[Point records]
————————

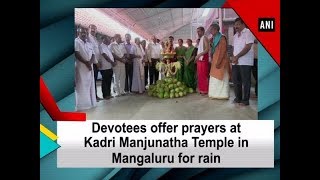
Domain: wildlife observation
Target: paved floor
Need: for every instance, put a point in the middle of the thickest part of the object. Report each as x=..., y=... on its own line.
x=192, y=106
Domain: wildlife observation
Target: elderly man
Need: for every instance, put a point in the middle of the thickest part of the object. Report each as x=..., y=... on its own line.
x=129, y=64
x=220, y=68
x=118, y=54
x=96, y=66
x=202, y=59
x=84, y=75
x=107, y=62
x=138, y=85
x=153, y=51
x=242, y=61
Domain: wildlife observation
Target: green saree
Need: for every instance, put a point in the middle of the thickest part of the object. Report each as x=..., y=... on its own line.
x=189, y=77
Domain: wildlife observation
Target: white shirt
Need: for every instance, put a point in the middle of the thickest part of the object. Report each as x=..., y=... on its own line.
x=104, y=63
x=131, y=50
x=239, y=43
x=84, y=48
x=154, y=50
x=95, y=44
x=117, y=49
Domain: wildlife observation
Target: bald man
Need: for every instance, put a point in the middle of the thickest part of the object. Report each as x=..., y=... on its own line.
x=153, y=52
x=84, y=75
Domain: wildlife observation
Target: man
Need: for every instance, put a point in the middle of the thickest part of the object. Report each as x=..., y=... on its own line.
x=189, y=66
x=107, y=62
x=146, y=63
x=84, y=75
x=220, y=68
x=255, y=67
x=171, y=39
x=242, y=61
x=129, y=64
x=138, y=85
x=153, y=52
x=202, y=62
x=93, y=40
x=197, y=43
x=119, y=69
x=180, y=53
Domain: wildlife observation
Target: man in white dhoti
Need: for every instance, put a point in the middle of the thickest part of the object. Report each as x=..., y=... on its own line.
x=220, y=68
x=84, y=74
x=117, y=50
x=138, y=85
x=96, y=65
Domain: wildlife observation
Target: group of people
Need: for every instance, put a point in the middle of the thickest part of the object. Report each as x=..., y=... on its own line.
x=132, y=64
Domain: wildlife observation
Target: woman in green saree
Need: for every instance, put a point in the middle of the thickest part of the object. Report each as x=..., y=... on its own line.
x=180, y=53
x=189, y=76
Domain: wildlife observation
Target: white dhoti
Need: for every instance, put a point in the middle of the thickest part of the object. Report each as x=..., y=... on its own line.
x=219, y=89
x=85, y=88
x=138, y=76
x=119, y=77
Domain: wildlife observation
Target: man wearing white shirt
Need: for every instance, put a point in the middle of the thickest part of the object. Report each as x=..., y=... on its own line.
x=153, y=51
x=107, y=62
x=84, y=75
x=242, y=62
x=117, y=49
x=93, y=40
x=130, y=49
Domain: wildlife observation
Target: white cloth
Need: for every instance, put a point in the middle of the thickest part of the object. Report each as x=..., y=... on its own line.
x=130, y=50
x=84, y=78
x=219, y=89
x=117, y=49
x=154, y=50
x=201, y=47
x=96, y=47
x=138, y=71
x=104, y=63
x=119, y=77
x=246, y=37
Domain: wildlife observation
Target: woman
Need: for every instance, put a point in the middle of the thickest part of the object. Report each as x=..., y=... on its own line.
x=220, y=69
x=146, y=63
x=180, y=53
x=138, y=69
x=189, y=76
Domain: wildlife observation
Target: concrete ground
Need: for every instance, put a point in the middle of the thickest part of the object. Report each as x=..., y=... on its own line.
x=192, y=106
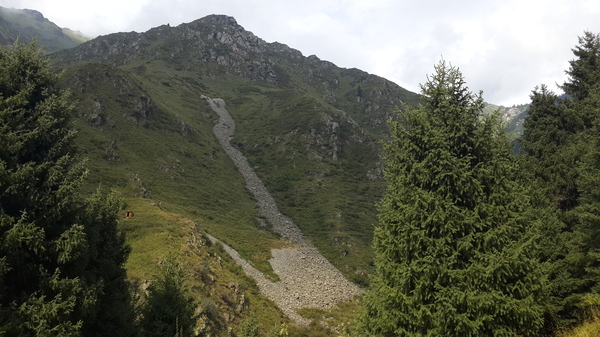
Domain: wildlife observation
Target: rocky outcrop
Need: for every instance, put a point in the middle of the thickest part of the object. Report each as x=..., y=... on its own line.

————————

### [EXERCISE DETAILS]
List every line of the data above that contains the string "saree".

### [COMPLETE RESPONSE]
Target: green saree
Target: woman in green saree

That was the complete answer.